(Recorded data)
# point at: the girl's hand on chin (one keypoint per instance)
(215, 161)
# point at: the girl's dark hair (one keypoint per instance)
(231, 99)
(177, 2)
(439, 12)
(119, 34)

**Given problem**
Reproduce every line of the material above, request lines included. Scale each coordinate in the answer points by 1.25 and round it to the nearest whole number, rounding halves up.

**Complete output**
# point at: the girl's hand on chin (one keypoint per instance)
(269, 201)
# point at: the girl's dark hair (one keypoint per instance)
(289, 124)
(221, 3)
(549, 15)
(149, 43)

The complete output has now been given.